Records from a dataset:
BEGIN

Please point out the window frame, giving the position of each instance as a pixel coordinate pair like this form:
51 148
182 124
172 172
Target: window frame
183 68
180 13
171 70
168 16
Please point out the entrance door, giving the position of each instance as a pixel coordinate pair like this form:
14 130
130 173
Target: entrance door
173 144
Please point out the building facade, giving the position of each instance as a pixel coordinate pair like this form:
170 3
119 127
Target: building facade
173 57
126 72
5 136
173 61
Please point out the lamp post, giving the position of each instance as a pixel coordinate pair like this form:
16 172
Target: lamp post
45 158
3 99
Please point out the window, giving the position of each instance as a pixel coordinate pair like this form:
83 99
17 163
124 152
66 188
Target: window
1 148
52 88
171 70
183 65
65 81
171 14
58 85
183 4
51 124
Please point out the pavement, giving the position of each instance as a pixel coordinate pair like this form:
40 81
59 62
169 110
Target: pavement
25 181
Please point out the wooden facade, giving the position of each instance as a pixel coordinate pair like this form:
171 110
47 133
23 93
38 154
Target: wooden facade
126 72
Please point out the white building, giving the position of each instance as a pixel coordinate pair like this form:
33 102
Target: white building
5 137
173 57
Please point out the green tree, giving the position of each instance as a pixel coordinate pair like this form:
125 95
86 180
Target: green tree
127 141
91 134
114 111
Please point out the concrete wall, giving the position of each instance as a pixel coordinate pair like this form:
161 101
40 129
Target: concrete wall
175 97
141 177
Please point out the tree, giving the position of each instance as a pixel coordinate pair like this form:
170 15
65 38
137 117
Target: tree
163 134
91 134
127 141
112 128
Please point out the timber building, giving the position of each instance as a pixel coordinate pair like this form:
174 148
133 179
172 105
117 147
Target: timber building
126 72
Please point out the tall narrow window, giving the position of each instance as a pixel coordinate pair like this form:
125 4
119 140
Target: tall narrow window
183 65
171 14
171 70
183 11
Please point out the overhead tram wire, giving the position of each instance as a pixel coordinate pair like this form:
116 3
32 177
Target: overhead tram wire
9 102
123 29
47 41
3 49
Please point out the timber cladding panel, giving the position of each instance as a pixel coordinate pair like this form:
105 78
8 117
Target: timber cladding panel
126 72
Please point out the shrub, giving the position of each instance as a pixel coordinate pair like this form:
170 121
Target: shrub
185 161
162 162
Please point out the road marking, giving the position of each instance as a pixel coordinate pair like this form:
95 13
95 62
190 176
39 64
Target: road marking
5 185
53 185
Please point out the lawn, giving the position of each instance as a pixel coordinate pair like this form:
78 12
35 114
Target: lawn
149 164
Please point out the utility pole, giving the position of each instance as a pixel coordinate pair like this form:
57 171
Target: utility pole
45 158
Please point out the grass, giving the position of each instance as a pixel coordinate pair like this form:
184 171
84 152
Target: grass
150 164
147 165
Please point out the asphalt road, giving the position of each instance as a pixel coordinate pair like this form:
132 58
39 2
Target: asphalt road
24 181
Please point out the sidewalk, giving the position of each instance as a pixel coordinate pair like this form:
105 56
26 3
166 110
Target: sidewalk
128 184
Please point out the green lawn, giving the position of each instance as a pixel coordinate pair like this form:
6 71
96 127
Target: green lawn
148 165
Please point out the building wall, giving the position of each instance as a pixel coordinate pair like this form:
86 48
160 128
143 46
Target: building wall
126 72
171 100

END
BEGIN

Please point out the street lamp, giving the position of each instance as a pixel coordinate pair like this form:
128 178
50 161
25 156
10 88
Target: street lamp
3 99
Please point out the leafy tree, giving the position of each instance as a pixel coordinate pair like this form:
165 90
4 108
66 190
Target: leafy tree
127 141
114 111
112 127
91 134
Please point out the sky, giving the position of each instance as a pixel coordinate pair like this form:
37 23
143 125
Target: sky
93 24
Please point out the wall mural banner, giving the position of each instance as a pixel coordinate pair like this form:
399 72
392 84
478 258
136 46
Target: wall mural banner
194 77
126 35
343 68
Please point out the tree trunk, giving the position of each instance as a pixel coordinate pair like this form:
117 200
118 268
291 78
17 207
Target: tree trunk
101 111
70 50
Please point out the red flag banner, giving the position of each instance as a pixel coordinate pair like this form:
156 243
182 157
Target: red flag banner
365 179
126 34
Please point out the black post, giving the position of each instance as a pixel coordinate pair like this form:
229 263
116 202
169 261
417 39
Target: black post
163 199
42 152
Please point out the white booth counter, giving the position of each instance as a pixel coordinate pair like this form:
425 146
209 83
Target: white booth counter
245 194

END

#### Problem details:
From the records above, copy only the lines starting with the line that holds "Please point out the window frame, giving" and going on through the line that holds "Please point out the lamp", exactly as written.

#### Reply to the task:
Please point out the window frame, giving the position of each instance as a pixel coordinate pair like this form:
51 148
182 124
172 172
Target: window frame
183 68
180 13
171 70
168 16
Please point out the entrance door, giving the position of each instance as a pixel coordinate pair like this form:
14 130
130 173
Target: entrance door
173 144
Please point out the building facade, giving the position of each instance as a pixel coordinate pair like this form:
170 3
119 127
Target: building facade
173 57
126 72
5 136
173 61
Please point out the lamp post, giving the position of each instance as a pixel coordinate pair like this form:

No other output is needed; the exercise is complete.